== Segment start ==

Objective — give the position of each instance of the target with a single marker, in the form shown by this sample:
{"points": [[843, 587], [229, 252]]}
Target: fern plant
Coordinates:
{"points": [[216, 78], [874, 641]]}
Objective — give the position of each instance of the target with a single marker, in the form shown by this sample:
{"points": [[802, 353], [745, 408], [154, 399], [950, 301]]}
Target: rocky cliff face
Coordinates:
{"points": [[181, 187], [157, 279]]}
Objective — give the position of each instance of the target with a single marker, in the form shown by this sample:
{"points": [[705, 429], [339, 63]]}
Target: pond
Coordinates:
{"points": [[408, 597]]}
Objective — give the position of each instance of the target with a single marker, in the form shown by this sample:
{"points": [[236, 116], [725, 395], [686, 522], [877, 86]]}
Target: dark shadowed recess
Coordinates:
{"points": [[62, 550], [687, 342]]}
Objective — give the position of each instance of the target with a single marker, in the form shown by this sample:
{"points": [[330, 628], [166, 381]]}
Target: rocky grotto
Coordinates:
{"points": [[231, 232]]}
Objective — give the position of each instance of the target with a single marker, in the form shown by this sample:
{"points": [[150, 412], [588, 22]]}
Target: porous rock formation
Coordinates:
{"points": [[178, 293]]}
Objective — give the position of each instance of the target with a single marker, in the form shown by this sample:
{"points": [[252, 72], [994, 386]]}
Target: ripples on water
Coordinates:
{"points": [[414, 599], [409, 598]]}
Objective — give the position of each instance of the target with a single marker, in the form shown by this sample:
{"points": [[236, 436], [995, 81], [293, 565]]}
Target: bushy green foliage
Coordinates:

== Segment end ==

### BRIEF
Repeat all of the listing above exactly, leaving nothing out.

### REPLY TO THE EXERCISE
Objective — give the position of each instance of the target with a single marker, in the form shown by this sample:
{"points": [[843, 587], [229, 252]]}
Target: fern plant
Coordinates:
{"points": [[216, 78], [874, 641]]}
Objective — give the position of each instance of the target with a single marker, in the form shown by this sample:
{"points": [[802, 353], [745, 408], [154, 399], [950, 301]]}
Target: rocky cliff face
Coordinates:
{"points": [[181, 187], [157, 279]]}
Objective — give the position of each instance of the target with a single marker, in the form shown by this sample:
{"points": [[705, 429], [339, 63]]}
Target: pond
Coordinates:
{"points": [[408, 597]]}
Objective — give the position of each instance of the target with a single marker, in the form shown by this sample:
{"points": [[236, 116], [725, 395], [686, 522], [877, 86]]}
Target: dark shadowed recess
Coordinates:
{"points": [[62, 550], [687, 342]]}
Objective — give the position of each instance of the target with a single marker, in the form shown by this sample:
{"points": [[330, 628], [166, 381]]}
Target: rocky grotto
Coordinates:
{"points": [[231, 232]]}
Objective — give the position of each instance of the target with a single marker, in the form shown by this sample:
{"points": [[150, 412], [588, 22]]}
Target: porous rock formation
Coordinates:
{"points": [[178, 293]]}
Objective — give the position of each instance of the target with a single marker, in the form shown by this sample:
{"points": [[252, 72], [994, 386]]}
Target: ripples on water
Coordinates:
{"points": [[414, 599], [409, 598]]}
Objective — give the position of each instance of the target with a single marker, in the form shown by this sample:
{"points": [[236, 436], [995, 81], [293, 565]]}
Target: bushy green foliage
Coordinates:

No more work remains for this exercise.